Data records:
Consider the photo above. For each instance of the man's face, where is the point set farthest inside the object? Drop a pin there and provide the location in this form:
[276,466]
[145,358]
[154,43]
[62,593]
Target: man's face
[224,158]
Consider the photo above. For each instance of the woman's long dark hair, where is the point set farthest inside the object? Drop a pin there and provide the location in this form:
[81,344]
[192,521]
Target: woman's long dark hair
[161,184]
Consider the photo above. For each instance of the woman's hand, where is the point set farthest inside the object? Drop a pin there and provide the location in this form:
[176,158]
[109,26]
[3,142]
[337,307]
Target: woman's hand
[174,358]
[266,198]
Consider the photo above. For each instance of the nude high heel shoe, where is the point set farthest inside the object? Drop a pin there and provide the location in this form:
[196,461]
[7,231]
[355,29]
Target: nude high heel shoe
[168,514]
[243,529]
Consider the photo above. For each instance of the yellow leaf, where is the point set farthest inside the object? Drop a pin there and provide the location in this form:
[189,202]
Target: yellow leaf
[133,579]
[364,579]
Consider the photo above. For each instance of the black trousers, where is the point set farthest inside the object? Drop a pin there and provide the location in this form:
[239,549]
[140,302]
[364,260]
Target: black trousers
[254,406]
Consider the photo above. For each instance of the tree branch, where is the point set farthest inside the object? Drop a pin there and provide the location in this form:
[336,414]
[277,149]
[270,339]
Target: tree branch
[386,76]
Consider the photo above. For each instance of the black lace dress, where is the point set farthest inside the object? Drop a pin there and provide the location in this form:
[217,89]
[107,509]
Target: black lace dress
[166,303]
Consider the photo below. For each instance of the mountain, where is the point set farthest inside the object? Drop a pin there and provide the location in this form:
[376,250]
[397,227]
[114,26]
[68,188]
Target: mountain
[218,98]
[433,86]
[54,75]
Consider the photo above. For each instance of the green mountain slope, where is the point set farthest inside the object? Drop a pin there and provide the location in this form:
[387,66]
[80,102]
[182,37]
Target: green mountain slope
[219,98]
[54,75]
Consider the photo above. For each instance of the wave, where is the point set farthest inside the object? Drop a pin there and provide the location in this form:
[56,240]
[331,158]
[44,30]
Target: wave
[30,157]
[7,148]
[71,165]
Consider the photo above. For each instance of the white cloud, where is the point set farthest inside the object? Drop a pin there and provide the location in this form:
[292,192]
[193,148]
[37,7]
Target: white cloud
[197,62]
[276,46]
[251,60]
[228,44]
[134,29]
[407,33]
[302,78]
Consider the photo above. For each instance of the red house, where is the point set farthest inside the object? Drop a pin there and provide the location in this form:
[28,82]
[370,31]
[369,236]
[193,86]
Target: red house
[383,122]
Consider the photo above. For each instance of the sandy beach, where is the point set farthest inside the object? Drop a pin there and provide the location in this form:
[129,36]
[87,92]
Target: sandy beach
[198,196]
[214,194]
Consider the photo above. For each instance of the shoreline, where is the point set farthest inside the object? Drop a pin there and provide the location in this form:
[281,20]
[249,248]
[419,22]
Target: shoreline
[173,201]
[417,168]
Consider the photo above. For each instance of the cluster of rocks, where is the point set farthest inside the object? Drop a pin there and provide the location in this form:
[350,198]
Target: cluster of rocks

Problem to work on:
Having read the entries above, set each one down again exactly.

Result:
Consider the photo above. For each instance of the man's face, where is the point set farthest inside the object? Drop a pin there and provide the location in this form:
[276,466]
[145,358]
[154,43]
[62,593]
Target: man's face
[224,158]
Consider the photo above. For each instance of the woman's long dark hair, where is the point set farthest inside the object? Drop a pin there and provide the location in this form:
[81,344]
[192,521]
Target: woman's long dark hair
[161,184]
Consider the photo above. For each instance of the woman's hand, where is the point set farthest inside the object? Drop a pin there and provide the location in this form:
[176,158]
[109,26]
[3,142]
[337,307]
Target: woman's hand
[174,358]
[266,198]
Consider the photo above. For each instance of the nude high heel shoe, where is the point set farthest inside the object? Drop a pin there and provide the location in this form:
[196,461]
[7,231]
[355,29]
Target: nude high heel shoe
[168,514]
[243,529]
Consider the photo above. For each instance of the yellow leaf, where is the point set farthest inside the object? Drop a pin there and provide the location in this form:
[189,202]
Target: yellow leaf
[133,579]
[364,579]
Consider the photo above. For each instance of the black trousers, where is the point set farthest inside the object? Drop a pin there and provide the location in this form:
[239,549]
[140,302]
[364,260]
Target: black trousers
[254,406]
Consider the photo above. For each instance of the tree branch, where is the point set farthest inside the object? Drop a pin there and provide the location in this form:
[336,414]
[277,149]
[270,339]
Target: tree branch
[386,76]
Consider the photo above. For each instance of the black lace dress, where is the point set farthest inside the object? Drop a pin there and provide the location in this form:
[217,89]
[107,509]
Target: black lace dress
[166,303]
Consider the photo below. For each instance of the mountain, where is the point set farthest inside the object? Drop a pin there and provide the location in this form:
[376,250]
[397,227]
[114,26]
[68,188]
Target: mountain
[218,98]
[433,86]
[54,75]
Consider the photo above. For each instance of the green mountain slope, where is the point set farthest inside the object? Drop a pin there and provide the location in this form:
[387,66]
[80,102]
[182,37]
Target: green mountain slope
[219,98]
[54,75]
Consider the photo above. For each instance of the wave, where is the point set farthest inside the object? Drop a pin there and provide the location in this form:
[56,240]
[331,158]
[44,30]
Target: wave
[30,157]
[7,148]
[71,165]
Consider the photo above. For each instance of the white cloud, where is the point set farthest inside the object? Drop a pin there and provide the location in this form:
[292,192]
[193,148]
[37,7]
Target: white cloud
[197,62]
[276,46]
[251,60]
[228,44]
[134,29]
[407,33]
[302,78]
Consider the photo above. For each instance of the red house, where is the point set farthest inside the object? Drop a pin there and provide the location in this form:
[28,82]
[370,31]
[369,236]
[193,86]
Target: red house
[383,122]
Consider the photo above. For each instance of the sandy beach, where is the point set farthest inside the object? Drop a pin there and provide the location in this form:
[129,36]
[87,92]
Target: sandy beach
[198,196]
[214,194]
Consider the photo above. For each instance of the shoreline, where is the point set farthest inside the object? Drop a pin there and provide the location in this form:
[281,20]
[249,248]
[419,22]
Target: shoreline
[173,201]
[417,168]
Consider the photo above. For each instance of the cluster of rocks, where is the point set farthest inside the object? Drop a pin there and provide the location in this form:
[350,198]
Target: cluster of rocks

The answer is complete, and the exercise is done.